| PASSAGE TO READ |
In Austria, the victorious candidate Alexander van der Bellen ruthlessly put the EU centre stage in his campaign. “From the beginning I fought and argued for a pro-European Austria,” he said after a campaign that saw posters warning against “Öxit”.

Austrians have traditionally been eurosceptic, only joining the bloc in 1995, but Brexit changed all that.  Austrian voters saw the instability in the UK and support for EU membership soared. An overwhelming majority now back continued membership.

Van der Bellen’s opponent Norbert Hofer was at an immediate disadvantage. His far right Freedom Party has long pushed for an Öxit referendum.

The Freedom Party has claimed to have undergone a Damascene conversion but voters were not fooled.  They even blamed Nigel Farage for harming their chances with an interview he gave to Fox News claiming that the party would push to leave the EU.

The European Commission, as one would expect, hailed the result. “Europe was central in the campaign that led to the election of a new president and the final result speaks for itself,” chief spokesman Margaritis Schinas said today in Brussels.

“We think the referendum in Italy was about a change to the Italian constitution and not about Europe,” Schinas added.

Brussels has a history of sticking its head in the sand when it gets political results it doesn’t like.

When asked what lessons the Commission could learn from Brexit, Schinas had said the lessons to be learnt were for the government that called the referendum.

But in this case, the commission is right. The EU was a peripheral issue compared to domestic politics in the Italian referendum.

Alberto Alemanno is Jean Monnet Professor of EU Law and an Italian. He said the reforms would have been vital to modernise Italy but rejected any idea it would lead to an Italian Brexit.

“While anti-establishment and eurosceptic actors are likely to emerge emboldened from the vote, interpreting the outcome of the Italian referendum as the next stage of Europe’s populist, anti-establishment movement – as many mainstream journalists have done – is not only factually wrong, but also far-fetched.”

Renzi was very popular in Brussels after coming to power in a palace coup in February 2014. He was a pro-EU reformer, who seemed keen to engage in European politics.

| TASKS AND EXERCISES |
1. According to the passage, why was Norbert Hofer at an immediate disadvantage? Answer in one to three sentences.
2. Rewrite the passage's paragraph beginning "The Freedom Party has claimed" as a shorter version that keeps its main facts.
3. List every person named in the passage.
Answer from the passage alone.

| SUPPLIED INFORMATION |
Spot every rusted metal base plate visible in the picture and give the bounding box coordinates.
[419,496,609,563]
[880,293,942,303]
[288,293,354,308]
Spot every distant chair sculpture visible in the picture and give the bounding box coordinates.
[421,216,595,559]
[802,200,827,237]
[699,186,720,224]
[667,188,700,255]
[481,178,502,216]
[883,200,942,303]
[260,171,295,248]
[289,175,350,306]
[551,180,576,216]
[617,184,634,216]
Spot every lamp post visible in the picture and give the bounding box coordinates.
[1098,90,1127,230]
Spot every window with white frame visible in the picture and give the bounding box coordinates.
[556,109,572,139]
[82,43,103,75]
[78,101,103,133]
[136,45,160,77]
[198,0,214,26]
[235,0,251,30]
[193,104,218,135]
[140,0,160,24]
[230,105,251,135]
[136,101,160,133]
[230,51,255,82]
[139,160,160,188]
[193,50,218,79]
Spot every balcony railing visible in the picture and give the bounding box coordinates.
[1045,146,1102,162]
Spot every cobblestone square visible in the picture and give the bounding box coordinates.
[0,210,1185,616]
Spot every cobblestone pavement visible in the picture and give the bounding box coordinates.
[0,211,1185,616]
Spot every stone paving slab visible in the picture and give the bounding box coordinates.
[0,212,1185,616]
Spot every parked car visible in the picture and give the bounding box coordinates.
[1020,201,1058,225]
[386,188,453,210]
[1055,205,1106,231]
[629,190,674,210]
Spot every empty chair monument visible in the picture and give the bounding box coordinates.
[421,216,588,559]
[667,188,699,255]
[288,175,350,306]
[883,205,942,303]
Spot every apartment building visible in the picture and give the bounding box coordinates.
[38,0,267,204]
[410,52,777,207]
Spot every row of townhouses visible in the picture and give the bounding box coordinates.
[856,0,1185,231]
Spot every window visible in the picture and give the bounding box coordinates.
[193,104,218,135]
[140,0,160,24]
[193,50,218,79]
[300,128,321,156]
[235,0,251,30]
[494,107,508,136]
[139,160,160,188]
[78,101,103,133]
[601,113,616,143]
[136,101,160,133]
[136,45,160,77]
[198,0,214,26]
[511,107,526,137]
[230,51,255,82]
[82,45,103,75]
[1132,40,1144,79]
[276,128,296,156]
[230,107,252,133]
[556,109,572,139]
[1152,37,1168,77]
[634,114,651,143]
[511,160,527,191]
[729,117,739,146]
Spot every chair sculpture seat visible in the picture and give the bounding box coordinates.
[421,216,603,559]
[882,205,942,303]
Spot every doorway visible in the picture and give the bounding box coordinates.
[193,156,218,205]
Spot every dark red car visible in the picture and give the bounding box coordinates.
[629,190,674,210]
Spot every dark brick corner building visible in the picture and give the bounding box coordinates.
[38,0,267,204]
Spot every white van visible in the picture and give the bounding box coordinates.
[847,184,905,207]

| SOLUTIONS FOR EACH TASK |
1. Hofer was at an immediate disadvantage because his far right Freedom Party had long pushed for an Öxit referendum. After Brexit, an overwhelming majority of Austrian voters backed continued EU membership.

2. The Freedom Party claimed a Damascene conversion, but voters were not fooled. Party figures even blamed Nigel Farage for hurting their chances by telling Fox News that the party would push to leave the EU.

3.
Alexander van der Bellen
Norbert Hofer
Nigel Farage
Margaritis Schinas
Alberto Alemanno
Renzi